Dataset excerpts on object pointing:
========

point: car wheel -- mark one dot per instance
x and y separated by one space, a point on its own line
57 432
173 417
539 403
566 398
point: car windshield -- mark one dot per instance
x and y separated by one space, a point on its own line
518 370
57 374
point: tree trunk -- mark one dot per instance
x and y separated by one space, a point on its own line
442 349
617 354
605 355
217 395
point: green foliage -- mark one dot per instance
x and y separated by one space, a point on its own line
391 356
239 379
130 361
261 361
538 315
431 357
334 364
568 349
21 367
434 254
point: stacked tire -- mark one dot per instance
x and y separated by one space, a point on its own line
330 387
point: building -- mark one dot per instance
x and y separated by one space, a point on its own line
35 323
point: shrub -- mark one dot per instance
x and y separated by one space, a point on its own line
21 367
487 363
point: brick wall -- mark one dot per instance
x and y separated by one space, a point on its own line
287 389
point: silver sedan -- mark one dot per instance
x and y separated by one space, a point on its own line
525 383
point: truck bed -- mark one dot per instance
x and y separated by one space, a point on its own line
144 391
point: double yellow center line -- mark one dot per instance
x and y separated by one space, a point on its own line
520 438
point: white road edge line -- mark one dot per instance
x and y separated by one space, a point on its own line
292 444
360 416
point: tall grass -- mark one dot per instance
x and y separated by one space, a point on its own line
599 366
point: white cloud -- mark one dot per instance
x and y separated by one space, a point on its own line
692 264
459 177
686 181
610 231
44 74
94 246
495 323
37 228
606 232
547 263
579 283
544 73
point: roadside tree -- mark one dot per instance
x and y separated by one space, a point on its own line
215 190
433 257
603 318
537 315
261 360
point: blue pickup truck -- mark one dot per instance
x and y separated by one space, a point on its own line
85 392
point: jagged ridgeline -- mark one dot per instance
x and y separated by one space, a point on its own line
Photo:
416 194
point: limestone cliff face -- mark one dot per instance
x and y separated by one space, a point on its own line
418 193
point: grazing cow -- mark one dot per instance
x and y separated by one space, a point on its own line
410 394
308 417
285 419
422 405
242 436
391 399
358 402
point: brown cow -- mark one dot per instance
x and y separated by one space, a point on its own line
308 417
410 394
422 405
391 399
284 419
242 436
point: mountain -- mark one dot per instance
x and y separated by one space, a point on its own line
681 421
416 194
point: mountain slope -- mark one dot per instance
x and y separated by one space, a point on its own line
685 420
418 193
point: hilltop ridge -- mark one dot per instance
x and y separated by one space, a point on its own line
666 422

========

Print the material once more, exactly.

point: car wheel -- mark one dot per instance
x and y separated by one space, a point on its own line
57 432
173 417
539 403
566 398
point: car windshield -- mark one dot per instance
x and y separated by one space, a point on its own line
518 370
57 374
point: tree trunk -- mark one dot per instance
x and y separated by one space, a point on its own line
442 349
617 354
605 355
217 395
point: green foliage -- mark one dot per instance
x and y separated by one space, a point on its own line
391 356
239 379
130 361
261 361
538 315
431 357
334 364
568 349
21 367
434 254
point: stacked tire -- mark one dot per instance
x and y separated by one space, a point on its own line
330 387
point: building -- mark one dot per instance
x and y separated by one space, a point on its own line
35 323
point: shrub -- mark one dot per instance
x and y separated by one space, a point on its own line
21 367
487 363
point: brick wall -- mark one dot per instance
x and y separated by one space, a point on its own line
287 389
point: silver sedan -- mark one dot per instance
x and y separated by one space, a point on its own line
525 383
point: truck bed -- mark one dot per instance
x and y separated by one space, a point on its own line
144 391
point: double yellow center line -- mark one dot per instance
x and y separated by one space, a point on its own line
520 438
point: white road edge line -- mark one dot per instance
x and y separated by one space, a point on its own line
292 444
360 416
point: tall grass -- mark one dot per instance
x and y separated by one space, a point on its own line
599 366
point: white cloud -- mark one dot per instance
x and y separated by one space, a point on its own line
692 264
459 177
686 181
610 231
44 74
94 246
495 323
37 228
606 232
547 263
579 283
544 73
point: roadside tree -- mark one dot per instance
x and y separated by one space, a point on its own line
215 190
433 257
603 318
537 315
261 360
point: blue pickup truck -- mark one dot per instance
x and y separated by one space, a point on its own line
85 392
point: jagged ridgeline -- mark one dot per instance
x and y separated by one space, a point on its own line
Photo:
416 194
point: limestone cliff face -- mark one dot per instance
x and y separated by one space, a point on its own line
418 193
point: grazing cow -- mark one dot per instance
x and y separated by one space, a point on its own line
410 394
308 417
285 419
422 405
242 436
391 399
358 402
point: brown cow -- mark one dot per instance
x and y separated by one space, a point on its own line
308 417
410 394
422 405
391 399
284 419
242 436
point: mountain -- mark one dot per instance
x and y separated by one space, a point on its own line
681 421
416 194
point: mountain slope -- mark one dot per instance
x and y separated by one space, a point on its own line
685 420
418 193
point: hilltop ridge -- mark one dot per instance
x and y separated by one space, a point on its own line
666 422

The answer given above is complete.